# DOCUMENT EXTRACT:
=-=-=

Objective: The ZAP-X system (ZAP Surgical Systems, San Carlos, USA) is a novel device for brain radiosurgery that can deliver a 3 MV flattening-filter-free beam through circular collimators of 4 - 25 mm diameter. Here, we describe the creation and validation of a Monte Carlo (MC) model of this device for the purpose of independent secondary dose computation for patient-specific quality assurance. As a secondary objective, the MC model was employed to validate the base data measurements, which need to be obtained in a complex setup.
Methods: The MC model of the ZAP-X device, starting from the electron target, was built from construction drawings kindly supplied by the vendor. The MC source model was coupled to the MC code SciMoCa (Scientific RT, Munich, Germany) for water phantom calculations. Base data, consisting of output factors (OF) and depth-dose-curves (DDC) measured with a PTW 60019 Micro Diamond detector (PTW, Freiburg, Germany) and cross-profiles measured with a PTW 60018 SRS Diode, were used to determine the energetic properties of the electron beam and the focus spot size. All data were acquired in a water tank (PTW) within the enclosure of the device at SSD 450 mm with a reference depth for OF of 7 mm (depth of dose maximum for largest collimator). The energy spectrum was tuned only with the DDC of 15 and 25 mm collimators so as to avoid field-size dependent over-response of the Micro Diamond. DDC of all other collimators were used for validation.
Results: For field sizes >= 10 mm, MC reproduced the DDC with an error of less than 0.6% up to depths of 250 mm. DDC of smaller fields showed field-size dependent detector effects of up to 2.4% for the 4 mm field. This can be attributed to the very strong dependence of detector behaviour on field size for the smallest fields and the rapidly diverging beams, owing to the short 450 mm source-isocenter-distance. All DDC appeared to be shifted relative to the MC simulations by 0.6-0.7 mm, indicating a constant experimental setup error.

=-=-=

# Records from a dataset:
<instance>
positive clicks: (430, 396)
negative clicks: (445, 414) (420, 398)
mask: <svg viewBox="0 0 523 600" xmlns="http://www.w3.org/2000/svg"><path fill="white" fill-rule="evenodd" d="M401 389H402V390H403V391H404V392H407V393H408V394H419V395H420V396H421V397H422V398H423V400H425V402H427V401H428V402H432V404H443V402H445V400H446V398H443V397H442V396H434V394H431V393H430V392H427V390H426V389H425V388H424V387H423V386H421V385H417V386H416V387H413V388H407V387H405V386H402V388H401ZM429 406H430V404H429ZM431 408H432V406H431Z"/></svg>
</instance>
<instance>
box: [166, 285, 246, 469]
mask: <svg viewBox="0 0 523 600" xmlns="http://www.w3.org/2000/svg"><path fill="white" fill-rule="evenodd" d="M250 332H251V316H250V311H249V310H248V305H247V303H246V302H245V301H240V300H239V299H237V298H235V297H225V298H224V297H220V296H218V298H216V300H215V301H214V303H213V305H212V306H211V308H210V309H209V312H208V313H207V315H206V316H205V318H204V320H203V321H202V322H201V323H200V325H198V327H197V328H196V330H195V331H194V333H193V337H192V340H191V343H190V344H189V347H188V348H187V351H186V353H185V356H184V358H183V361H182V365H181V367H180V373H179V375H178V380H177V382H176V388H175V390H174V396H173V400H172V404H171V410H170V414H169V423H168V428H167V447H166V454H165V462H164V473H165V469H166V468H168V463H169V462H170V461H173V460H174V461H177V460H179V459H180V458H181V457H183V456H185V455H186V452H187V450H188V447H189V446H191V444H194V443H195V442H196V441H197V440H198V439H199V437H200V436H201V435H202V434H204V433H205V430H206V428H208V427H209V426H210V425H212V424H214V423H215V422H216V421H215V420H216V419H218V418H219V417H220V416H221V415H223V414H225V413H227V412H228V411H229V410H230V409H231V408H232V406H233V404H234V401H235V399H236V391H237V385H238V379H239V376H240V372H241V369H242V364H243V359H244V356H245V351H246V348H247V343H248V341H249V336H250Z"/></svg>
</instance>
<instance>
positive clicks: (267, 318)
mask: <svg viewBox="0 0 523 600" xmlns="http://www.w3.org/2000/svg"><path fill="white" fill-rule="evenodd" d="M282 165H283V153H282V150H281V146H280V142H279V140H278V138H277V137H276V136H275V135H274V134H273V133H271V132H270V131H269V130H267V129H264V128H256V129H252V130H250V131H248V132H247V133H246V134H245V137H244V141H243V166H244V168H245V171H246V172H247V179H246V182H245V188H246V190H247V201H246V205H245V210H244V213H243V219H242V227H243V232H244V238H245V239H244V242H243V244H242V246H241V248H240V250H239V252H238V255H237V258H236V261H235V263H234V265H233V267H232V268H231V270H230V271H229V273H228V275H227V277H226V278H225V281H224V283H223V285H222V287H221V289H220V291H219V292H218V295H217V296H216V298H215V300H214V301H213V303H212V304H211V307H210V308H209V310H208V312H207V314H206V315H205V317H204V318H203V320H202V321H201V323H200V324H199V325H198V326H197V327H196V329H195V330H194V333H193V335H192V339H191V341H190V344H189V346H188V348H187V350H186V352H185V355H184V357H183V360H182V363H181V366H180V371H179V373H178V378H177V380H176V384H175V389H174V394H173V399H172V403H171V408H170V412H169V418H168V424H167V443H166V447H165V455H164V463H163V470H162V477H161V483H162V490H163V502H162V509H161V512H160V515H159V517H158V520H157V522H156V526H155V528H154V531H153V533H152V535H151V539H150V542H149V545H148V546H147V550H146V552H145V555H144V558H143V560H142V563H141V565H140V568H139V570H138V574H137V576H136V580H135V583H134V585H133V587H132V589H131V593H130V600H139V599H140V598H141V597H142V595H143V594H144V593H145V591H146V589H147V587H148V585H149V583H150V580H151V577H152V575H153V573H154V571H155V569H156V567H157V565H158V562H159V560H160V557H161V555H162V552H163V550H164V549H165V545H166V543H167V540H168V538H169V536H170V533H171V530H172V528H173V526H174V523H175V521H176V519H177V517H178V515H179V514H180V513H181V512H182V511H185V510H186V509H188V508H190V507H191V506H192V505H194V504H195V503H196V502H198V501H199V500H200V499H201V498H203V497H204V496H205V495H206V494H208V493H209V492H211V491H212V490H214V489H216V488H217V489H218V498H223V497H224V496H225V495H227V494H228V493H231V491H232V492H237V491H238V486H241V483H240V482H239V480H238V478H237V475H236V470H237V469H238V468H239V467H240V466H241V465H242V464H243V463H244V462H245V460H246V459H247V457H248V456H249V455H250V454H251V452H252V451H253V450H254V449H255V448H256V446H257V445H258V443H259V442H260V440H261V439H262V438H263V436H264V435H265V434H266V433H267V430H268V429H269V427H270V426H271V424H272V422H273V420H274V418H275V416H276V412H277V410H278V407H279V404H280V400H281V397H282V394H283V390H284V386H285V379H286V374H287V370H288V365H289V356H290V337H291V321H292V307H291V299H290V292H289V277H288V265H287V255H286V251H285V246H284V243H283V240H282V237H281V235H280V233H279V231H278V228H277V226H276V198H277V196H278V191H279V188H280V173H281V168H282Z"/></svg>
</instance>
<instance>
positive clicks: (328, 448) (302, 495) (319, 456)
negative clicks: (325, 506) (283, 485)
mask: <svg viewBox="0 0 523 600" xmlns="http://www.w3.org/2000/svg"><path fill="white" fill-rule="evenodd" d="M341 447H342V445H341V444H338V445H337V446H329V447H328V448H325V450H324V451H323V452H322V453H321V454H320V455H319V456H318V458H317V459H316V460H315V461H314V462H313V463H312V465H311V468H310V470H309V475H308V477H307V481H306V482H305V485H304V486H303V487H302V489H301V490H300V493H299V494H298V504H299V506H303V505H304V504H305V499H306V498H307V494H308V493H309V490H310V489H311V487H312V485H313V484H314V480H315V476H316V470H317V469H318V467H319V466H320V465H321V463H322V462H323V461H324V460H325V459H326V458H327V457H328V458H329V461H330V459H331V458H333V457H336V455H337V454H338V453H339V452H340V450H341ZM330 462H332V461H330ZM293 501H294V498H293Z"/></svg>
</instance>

=-=-=

# ASSIGNMENT:
Continue the abstract on the Monte Carlo model of the ZAP-X radiosurgery device, picking up after its final sentence. The records above are separate material and have no connection to the text.

# RESPONSE TO THE EXERCISE:
OF measurements were corrected for field-size effects with values derived from various publications. Still, MC disagreed with measurements in the range of 3% for the smallest fields. Notice that due to the very compact design of the device, manufacturing and assembly tolerances of tenths of mm as well as variations of the electron spot size by hundredths of mm already result in several per cent OF change for the 4 and 5 mm collimator. Ultimately, these uncertainties limit the accuracy of MC and would necessitate collimator-specific correction factors. Another source of uncertainty lies in the fact that the dose maximum of the smaller fields lies in front of the 7 mm reference depth; here, a greater reference depth would remove ambiguities between measurements and simulations.
Agreement of cross-profiles was well within 2%/0.2mm after tuning collimator diameters in the range of 0.1-0.2 mm.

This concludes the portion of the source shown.